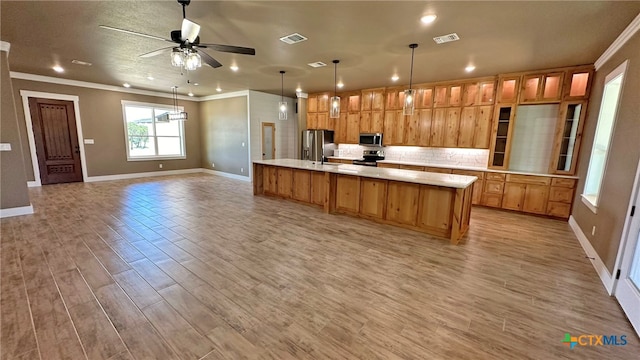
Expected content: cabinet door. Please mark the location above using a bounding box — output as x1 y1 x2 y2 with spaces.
444 108 460 147
522 184 549 214
458 106 478 148
472 106 493 149
347 113 360 144
386 181 420 225
307 94 318 112
360 111 372 133
369 111 384 134
433 86 449 107
307 113 318 130
502 183 527 211
497 76 520 104
449 85 462 106
431 109 447 147
360 178 387 219
416 109 431 146
462 83 480 106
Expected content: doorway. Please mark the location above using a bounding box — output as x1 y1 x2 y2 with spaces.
28 97 83 184
614 159 640 335
262 123 276 160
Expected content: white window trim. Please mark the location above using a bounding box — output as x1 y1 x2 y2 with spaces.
121 100 187 161
580 60 629 214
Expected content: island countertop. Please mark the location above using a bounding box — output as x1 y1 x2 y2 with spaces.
253 159 478 189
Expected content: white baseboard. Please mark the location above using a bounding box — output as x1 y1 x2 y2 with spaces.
202 169 251 182
0 204 33 219
569 216 615 295
85 168 202 182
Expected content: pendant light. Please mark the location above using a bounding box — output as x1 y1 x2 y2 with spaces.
278 70 287 120
402 44 418 115
329 60 340 119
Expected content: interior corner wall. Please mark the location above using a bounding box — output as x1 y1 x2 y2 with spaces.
572 31 640 274
249 91 298 161
0 51 30 209
12 79 200 181
200 95 253 177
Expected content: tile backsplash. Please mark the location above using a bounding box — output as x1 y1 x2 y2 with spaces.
335 144 489 168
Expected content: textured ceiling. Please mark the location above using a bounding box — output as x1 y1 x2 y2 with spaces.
0 0 640 96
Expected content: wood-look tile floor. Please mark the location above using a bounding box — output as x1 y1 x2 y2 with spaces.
0 174 640 360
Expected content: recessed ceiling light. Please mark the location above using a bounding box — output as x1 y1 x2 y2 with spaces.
420 15 437 24
71 60 93 66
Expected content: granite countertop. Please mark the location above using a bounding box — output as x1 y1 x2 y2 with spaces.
332 156 578 179
253 159 478 189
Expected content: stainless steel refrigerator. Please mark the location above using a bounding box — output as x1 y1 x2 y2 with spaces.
300 130 336 162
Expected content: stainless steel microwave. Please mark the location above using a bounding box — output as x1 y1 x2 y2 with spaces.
359 133 382 146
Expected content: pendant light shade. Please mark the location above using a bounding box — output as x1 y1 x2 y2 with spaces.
329 60 340 119
402 44 418 115
278 70 287 120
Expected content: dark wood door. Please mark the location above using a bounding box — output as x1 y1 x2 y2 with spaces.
29 98 82 184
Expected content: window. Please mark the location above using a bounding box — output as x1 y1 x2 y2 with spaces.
122 101 186 161
582 61 627 213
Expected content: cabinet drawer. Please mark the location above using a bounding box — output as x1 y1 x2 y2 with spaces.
484 180 504 195
480 193 502 207
547 201 571 219
424 166 452 174
452 169 484 180
551 178 576 189
507 174 551 185
484 172 504 181
549 186 573 204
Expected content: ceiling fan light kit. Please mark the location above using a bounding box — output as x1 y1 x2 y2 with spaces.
329 60 340 119
402 44 418 115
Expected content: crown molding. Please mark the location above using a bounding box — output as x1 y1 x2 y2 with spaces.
0 40 11 54
198 90 249 101
7 71 195 101
594 14 640 71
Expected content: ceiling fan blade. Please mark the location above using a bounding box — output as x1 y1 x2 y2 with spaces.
196 50 222 69
193 44 256 55
180 18 200 43
100 25 174 43
140 46 173 58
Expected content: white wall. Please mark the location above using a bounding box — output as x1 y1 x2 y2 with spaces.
249 91 298 160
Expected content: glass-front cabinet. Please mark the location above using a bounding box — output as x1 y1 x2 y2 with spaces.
549 100 587 175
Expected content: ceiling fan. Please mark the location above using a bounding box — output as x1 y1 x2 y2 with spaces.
100 0 256 70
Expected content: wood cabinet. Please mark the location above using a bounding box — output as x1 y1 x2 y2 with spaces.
360 178 387 219
496 75 521 104
382 110 406 145
489 105 515 170
520 72 564 104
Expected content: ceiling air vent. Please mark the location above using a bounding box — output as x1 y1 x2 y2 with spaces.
280 33 307 45
307 61 327 67
433 33 460 44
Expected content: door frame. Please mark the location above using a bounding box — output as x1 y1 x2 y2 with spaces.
20 90 88 187
260 122 276 160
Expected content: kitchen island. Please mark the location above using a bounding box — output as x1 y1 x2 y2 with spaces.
253 159 477 244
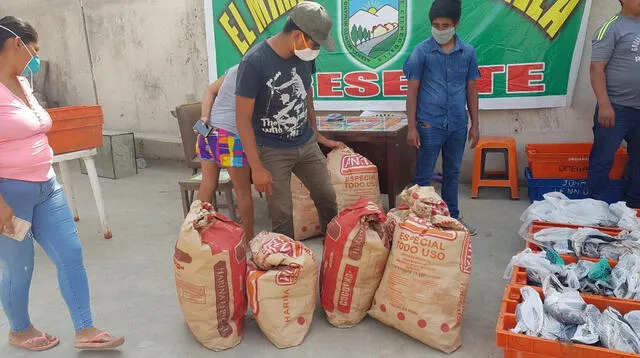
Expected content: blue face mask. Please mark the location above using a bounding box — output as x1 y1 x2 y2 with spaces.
0 25 40 76
22 49 40 76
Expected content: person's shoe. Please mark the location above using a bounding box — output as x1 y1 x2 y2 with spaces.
458 218 478 236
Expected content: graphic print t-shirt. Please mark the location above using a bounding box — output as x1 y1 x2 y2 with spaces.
236 41 315 149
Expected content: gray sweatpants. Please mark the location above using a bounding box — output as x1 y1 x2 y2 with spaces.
258 138 338 238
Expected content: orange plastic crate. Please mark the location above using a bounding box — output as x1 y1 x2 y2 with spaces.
47 106 104 154
496 285 640 358
509 257 639 302
525 220 624 267
526 143 629 180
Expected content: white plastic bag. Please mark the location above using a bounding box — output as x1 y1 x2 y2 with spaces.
512 286 544 337
609 201 640 231
598 307 640 353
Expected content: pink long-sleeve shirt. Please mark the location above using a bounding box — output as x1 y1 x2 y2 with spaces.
0 77 54 182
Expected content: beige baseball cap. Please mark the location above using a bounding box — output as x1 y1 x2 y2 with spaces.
289 1 336 52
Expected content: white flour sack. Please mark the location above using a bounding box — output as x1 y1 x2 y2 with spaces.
173 201 247 351
291 174 322 241
247 232 318 348
369 187 472 353
327 148 382 212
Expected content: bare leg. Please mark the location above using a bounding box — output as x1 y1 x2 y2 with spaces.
227 166 254 242
197 161 220 203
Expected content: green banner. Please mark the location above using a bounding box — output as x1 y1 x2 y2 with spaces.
204 0 591 111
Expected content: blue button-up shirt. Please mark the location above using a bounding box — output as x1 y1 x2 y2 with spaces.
404 36 480 130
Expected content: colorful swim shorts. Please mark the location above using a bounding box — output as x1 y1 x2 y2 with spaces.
196 127 247 168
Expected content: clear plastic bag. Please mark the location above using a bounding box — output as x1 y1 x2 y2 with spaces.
512 286 544 337
503 249 562 284
598 307 640 353
624 311 640 335
542 275 587 325
609 201 640 231
571 305 602 344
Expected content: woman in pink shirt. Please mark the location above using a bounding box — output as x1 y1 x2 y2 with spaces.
0 16 124 351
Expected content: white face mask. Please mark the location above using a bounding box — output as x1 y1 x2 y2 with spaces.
293 35 320 61
431 27 456 45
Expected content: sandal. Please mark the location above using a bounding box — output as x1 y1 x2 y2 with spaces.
9 333 60 352
74 332 124 350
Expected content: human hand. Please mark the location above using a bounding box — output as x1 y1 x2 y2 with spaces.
407 128 420 149
251 167 273 195
598 103 616 128
0 198 16 235
469 126 480 149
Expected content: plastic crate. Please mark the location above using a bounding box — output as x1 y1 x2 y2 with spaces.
509 257 639 302
526 143 629 179
524 168 627 204
47 106 104 154
525 221 622 267
496 285 640 358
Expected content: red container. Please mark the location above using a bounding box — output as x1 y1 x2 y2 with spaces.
47 106 104 154
496 285 640 358
526 143 629 180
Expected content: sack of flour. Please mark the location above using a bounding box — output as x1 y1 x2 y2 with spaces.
247 232 318 348
173 201 247 351
291 175 322 241
369 187 472 353
327 148 382 212
320 199 390 328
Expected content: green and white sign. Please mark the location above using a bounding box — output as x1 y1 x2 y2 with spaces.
204 0 591 111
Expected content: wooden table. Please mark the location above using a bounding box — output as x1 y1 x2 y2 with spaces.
53 148 113 239
318 117 416 208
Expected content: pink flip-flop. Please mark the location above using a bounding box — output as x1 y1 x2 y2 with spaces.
9 333 60 352
75 332 124 350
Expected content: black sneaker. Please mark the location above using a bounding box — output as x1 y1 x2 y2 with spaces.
458 218 478 236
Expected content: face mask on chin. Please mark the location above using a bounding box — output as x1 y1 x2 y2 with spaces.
293 34 320 61
431 27 456 45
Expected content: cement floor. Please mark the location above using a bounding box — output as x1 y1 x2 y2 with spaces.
0 162 528 358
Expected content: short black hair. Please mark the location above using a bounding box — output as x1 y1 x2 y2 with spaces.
282 18 302 34
0 16 38 50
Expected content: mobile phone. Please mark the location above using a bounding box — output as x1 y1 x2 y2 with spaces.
193 120 213 137
0 216 31 241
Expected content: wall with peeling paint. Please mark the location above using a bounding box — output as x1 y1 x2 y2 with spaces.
0 0 619 180
0 0 208 138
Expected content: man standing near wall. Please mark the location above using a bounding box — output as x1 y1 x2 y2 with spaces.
588 0 640 208
236 1 344 237
404 0 480 235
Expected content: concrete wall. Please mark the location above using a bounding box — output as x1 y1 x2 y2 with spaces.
0 0 619 180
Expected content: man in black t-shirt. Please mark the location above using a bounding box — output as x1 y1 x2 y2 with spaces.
236 1 344 237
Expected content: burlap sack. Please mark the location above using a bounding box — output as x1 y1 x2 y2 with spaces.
247 232 318 348
369 187 472 353
320 199 390 328
327 148 382 212
173 201 247 351
291 175 322 240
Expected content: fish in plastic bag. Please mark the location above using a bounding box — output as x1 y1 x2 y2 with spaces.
531 227 577 254
609 201 640 231
540 313 577 341
571 305 602 344
611 254 640 299
598 307 640 353
624 311 640 335
542 275 587 325
503 249 562 284
511 286 544 337
587 259 611 282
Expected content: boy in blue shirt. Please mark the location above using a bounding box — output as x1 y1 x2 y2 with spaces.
404 0 480 235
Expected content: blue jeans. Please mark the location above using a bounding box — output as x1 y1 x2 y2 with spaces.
413 124 467 218
588 104 640 208
0 178 93 333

◆ Set exercise ◆
Update the data from its start through the line containing "85 168 202 182" so that "doorway" becomes "entryway", keep everything else the same, and leave the pictures out of your answer.

◆ Solved problem ◆
Expected content: cabinet door. Please mark the location above using a bounding box — output as x1 y1 x2 y2 with spaces.
444 108 460 147
522 184 549 214
458 106 478 148
472 106 493 149
347 113 360 144
386 181 420 225
307 94 318 112
360 111 372 133
369 111 384 134
433 86 449 107
307 113 318 130
502 183 527 211
497 76 520 104
449 85 462 106
431 109 447 147
360 178 387 219
416 109 431 146
462 83 480 106
Expected content: entryway. Please mark the location above using a bounding box — output as x1 y1 x2 y2 with spaces.
28 97 83 184
614 159 640 335
262 123 276 160
Expected content: white window trim. Please mark the location above using a bounding box — output as x1 y1 x2 y2 with spaces.
121 100 187 161
580 60 629 214
Expected content: island countertop. Please mark the location above using a bounding box — output as x1 y1 x2 y2 with spaces.
253 159 478 189
Expected content: white baseboard. Please mark the location above using a bounding box — output as x1 y1 x2 y2 with spaces.
202 169 251 182
0 204 33 219
569 216 615 295
85 168 202 182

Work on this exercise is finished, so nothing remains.